__Task directions__
Copy the material that follows word for word and omit its pictures.

☆ ☆ ☆

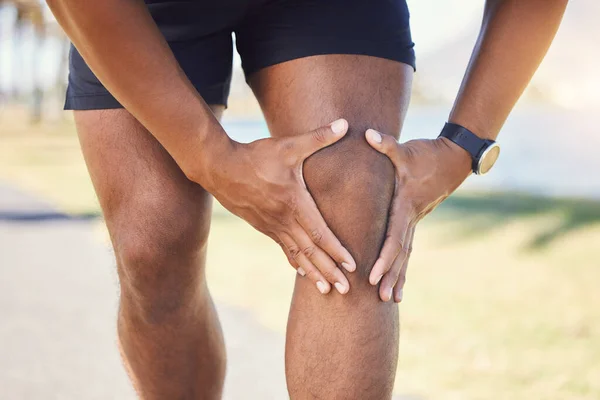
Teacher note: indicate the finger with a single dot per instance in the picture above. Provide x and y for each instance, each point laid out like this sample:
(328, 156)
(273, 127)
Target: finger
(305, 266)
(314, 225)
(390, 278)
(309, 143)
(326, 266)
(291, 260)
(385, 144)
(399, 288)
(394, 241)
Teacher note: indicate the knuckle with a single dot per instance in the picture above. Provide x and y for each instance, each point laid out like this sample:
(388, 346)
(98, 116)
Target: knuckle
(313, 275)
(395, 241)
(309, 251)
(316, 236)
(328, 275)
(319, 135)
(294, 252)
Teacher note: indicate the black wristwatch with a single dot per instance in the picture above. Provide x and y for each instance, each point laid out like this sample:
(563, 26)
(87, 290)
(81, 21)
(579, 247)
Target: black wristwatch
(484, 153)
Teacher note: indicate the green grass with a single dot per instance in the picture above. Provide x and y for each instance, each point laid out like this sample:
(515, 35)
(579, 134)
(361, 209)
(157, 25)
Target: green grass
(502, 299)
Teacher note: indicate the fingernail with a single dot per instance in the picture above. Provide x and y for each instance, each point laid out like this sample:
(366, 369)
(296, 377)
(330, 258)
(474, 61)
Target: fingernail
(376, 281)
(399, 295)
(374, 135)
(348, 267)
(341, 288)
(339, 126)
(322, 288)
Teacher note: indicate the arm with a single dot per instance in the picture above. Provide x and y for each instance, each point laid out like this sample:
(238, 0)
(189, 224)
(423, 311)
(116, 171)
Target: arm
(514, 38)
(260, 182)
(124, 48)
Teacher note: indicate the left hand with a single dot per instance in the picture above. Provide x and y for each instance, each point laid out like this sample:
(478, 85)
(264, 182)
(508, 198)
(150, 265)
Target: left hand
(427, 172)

☆ ☆ ☆

__Exercise output__
Teacher note: indicate the finger with a single dot per instance in the picture above. Provide x and y for each instance, each point laid out like this sample:
(328, 156)
(273, 127)
Target: finger
(305, 266)
(314, 225)
(390, 278)
(309, 143)
(326, 266)
(291, 260)
(385, 144)
(399, 288)
(394, 241)
Teacher note: indicate the knuckle with a single dot per instance in the picture above. Provide x and y for each instance, each point laid out like this sample:
(388, 346)
(98, 116)
Target: knuckle
(313, 275)
(395, 241)
(309, 251)
(316, 236)
(328, 275)
(319, 135)
(294, 252)
Teacher note: indicate the black wristwatch with a single dot per instance in the picture above. Provide x and y for each instance, each point laid out like this sample:
(563, 26)
(87, 290)
(81, 21)
(579, 247)
Target: black wristwatch
(484, 153)
Teacher note: indicate the green grass with a single dot per instance in the picture above. Provide x and y for each instance, each point laid out like this sample:
(515, 35)
(579, 134)
(361, 209)
(157, 25)
Target: green grass
(502, 299)
Teacher note: indicate the fingernail with a single dot per instance in the picture above. Provide x and y for each instance, each point laid out like this sample:
(366, 369)
(296, 377)
(330, 258)
(474, 61)
Target: fingernail
(376, 281)
(399, 295)
(374, 135)
(348, 267)
(341, 288)
(339, 126)
(322, 288)
Teacher note: indicate the arm with a single dot per instance in the picture above. Provide x and y for each instance, each point laid out like this sample:
(238, 0)
(189, 224)
(423, 311)
(116, 171)
Target: arm
(514, 38)
(260, 182)
(124, 48)
Teacher note: indicate the left hand with a single dot per instance in the picture above. Provide x and y for each instance, each point laid out like this sample:
(478, 85)
(264, 182)
(508, 198)
(150, 265)
Target: left hand
(427, 172)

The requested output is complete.